## start

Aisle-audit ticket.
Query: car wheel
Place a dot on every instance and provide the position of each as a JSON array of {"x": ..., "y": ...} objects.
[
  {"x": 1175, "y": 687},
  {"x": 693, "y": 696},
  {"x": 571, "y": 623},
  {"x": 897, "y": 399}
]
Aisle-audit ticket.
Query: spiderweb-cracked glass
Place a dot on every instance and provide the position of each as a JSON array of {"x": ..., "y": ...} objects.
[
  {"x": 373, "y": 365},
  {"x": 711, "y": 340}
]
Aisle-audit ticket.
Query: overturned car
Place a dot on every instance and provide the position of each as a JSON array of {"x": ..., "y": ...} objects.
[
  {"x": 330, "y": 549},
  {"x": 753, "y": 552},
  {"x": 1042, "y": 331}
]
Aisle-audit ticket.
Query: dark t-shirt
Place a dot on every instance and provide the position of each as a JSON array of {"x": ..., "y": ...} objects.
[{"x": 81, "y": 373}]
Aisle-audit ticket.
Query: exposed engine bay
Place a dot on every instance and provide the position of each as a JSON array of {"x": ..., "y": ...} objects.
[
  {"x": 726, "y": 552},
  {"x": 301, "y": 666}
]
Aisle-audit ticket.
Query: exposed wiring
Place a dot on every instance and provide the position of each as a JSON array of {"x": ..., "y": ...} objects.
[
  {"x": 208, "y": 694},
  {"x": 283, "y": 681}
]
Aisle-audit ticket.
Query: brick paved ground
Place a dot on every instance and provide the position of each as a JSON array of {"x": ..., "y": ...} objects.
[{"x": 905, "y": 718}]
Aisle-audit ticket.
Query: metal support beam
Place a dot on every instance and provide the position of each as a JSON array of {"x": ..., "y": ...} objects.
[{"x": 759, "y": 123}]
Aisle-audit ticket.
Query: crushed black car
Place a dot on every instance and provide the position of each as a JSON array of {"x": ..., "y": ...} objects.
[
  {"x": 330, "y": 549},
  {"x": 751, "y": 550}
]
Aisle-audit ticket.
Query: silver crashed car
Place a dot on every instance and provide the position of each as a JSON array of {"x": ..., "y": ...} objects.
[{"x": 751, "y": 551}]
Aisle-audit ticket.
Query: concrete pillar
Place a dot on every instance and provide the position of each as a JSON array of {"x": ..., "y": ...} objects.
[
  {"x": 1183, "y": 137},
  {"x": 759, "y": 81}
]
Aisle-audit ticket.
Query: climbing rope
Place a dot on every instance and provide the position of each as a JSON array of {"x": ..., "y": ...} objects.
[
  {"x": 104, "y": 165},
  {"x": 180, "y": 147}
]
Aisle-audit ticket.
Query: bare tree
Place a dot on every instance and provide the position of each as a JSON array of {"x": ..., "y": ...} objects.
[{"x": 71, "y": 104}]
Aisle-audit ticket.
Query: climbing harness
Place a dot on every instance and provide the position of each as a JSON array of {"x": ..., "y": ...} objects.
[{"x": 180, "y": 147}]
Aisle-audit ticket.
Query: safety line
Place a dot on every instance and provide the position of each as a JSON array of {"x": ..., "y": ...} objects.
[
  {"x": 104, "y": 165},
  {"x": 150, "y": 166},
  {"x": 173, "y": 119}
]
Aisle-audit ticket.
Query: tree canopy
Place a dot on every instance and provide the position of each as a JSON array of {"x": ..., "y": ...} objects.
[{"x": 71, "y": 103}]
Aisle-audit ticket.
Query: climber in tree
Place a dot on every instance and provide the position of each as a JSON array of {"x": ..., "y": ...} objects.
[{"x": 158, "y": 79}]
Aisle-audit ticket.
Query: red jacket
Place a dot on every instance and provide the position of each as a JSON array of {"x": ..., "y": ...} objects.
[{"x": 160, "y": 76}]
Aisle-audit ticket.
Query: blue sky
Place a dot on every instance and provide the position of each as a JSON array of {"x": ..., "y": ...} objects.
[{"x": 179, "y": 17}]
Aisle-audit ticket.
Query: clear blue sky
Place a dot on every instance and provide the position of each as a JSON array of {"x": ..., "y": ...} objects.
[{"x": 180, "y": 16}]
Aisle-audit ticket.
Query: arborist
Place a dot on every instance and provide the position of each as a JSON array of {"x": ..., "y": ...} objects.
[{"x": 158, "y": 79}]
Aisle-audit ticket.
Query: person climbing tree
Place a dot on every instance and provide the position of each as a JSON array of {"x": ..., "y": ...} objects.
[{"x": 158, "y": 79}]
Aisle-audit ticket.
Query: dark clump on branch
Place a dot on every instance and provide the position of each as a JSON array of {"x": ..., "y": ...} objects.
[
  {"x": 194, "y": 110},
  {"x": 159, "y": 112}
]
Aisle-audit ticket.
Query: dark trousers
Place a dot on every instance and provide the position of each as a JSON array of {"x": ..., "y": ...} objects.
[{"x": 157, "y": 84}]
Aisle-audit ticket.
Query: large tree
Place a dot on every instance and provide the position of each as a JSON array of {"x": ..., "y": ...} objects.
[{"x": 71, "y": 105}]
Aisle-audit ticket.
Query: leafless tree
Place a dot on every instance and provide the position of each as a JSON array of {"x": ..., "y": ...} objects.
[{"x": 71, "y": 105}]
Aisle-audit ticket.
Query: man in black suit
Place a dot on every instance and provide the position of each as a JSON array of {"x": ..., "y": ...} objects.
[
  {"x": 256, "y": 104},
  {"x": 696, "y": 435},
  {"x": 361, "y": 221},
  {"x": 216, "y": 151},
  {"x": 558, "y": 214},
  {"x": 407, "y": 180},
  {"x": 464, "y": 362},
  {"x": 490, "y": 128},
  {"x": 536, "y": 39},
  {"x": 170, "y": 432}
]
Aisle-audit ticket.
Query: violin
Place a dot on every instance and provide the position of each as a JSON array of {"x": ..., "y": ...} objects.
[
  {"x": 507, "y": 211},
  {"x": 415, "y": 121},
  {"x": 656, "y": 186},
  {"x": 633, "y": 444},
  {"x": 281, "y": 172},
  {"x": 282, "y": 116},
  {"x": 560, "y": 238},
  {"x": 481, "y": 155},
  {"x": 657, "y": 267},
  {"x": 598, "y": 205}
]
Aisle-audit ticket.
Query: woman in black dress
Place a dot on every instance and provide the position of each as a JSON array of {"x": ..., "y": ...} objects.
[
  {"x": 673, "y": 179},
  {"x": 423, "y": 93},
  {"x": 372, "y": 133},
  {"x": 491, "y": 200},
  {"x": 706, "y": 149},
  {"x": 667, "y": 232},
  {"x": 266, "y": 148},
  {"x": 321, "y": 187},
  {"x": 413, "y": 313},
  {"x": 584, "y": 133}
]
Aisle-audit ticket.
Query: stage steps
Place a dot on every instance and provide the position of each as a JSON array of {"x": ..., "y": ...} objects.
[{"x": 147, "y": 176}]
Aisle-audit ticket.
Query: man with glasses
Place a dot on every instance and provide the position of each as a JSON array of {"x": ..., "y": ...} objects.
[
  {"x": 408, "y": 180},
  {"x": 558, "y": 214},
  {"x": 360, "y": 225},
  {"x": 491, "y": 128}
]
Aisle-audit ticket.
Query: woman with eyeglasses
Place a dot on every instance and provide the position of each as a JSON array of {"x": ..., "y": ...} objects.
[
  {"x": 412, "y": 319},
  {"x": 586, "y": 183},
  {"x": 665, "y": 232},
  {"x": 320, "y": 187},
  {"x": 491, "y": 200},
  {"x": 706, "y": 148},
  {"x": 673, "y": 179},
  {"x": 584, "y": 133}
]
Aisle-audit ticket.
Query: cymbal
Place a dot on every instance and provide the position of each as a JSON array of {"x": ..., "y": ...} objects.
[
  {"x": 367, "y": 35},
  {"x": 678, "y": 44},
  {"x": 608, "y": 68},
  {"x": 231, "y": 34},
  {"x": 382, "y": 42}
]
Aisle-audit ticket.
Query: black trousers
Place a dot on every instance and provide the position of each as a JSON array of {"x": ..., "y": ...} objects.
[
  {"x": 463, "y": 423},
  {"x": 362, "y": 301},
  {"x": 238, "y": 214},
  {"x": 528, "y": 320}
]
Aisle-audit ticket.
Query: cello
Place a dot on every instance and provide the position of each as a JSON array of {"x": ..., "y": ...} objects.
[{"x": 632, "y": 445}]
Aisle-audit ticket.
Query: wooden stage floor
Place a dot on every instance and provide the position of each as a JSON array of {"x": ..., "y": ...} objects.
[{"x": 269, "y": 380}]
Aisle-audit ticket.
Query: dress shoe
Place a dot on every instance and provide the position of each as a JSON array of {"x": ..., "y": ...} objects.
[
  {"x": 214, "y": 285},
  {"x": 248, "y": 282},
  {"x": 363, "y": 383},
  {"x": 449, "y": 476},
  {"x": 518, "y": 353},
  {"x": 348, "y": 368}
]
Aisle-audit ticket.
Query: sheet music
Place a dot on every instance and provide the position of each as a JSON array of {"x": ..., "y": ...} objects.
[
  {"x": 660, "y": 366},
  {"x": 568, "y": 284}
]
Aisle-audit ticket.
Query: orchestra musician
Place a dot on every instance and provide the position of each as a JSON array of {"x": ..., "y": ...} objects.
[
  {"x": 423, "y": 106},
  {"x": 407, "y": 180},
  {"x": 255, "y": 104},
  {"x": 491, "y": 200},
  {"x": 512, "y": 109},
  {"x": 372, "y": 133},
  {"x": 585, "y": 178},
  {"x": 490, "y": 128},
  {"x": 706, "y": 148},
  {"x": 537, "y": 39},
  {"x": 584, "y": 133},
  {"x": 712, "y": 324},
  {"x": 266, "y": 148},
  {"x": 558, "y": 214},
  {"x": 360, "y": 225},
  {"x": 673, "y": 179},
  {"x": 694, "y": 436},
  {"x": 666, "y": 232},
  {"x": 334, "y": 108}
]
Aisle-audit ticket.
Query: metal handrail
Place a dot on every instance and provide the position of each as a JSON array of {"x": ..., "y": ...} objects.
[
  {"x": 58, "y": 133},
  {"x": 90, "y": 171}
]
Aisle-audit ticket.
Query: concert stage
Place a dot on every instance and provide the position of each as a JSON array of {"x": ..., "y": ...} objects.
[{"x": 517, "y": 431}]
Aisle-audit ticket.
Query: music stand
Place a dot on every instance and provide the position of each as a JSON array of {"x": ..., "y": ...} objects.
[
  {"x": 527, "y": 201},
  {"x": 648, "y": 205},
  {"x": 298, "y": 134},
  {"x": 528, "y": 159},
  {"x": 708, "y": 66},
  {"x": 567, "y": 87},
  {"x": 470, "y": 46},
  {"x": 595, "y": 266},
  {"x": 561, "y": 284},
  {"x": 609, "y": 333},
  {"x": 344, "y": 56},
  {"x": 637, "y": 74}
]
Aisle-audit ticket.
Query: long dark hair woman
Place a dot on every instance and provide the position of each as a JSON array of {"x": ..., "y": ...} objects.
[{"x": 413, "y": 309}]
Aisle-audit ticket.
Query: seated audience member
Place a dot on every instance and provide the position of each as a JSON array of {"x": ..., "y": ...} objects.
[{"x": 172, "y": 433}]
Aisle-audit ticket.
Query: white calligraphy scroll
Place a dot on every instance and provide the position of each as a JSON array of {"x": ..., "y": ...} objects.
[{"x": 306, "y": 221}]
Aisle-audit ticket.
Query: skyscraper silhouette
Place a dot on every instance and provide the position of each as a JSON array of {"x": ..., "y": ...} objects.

## end

**Problem description:** Pick out every line in the entries that contains the word "metal", and copy each one in full.

**Finished exercise:**
Query: metal support beam
Query: metal handrail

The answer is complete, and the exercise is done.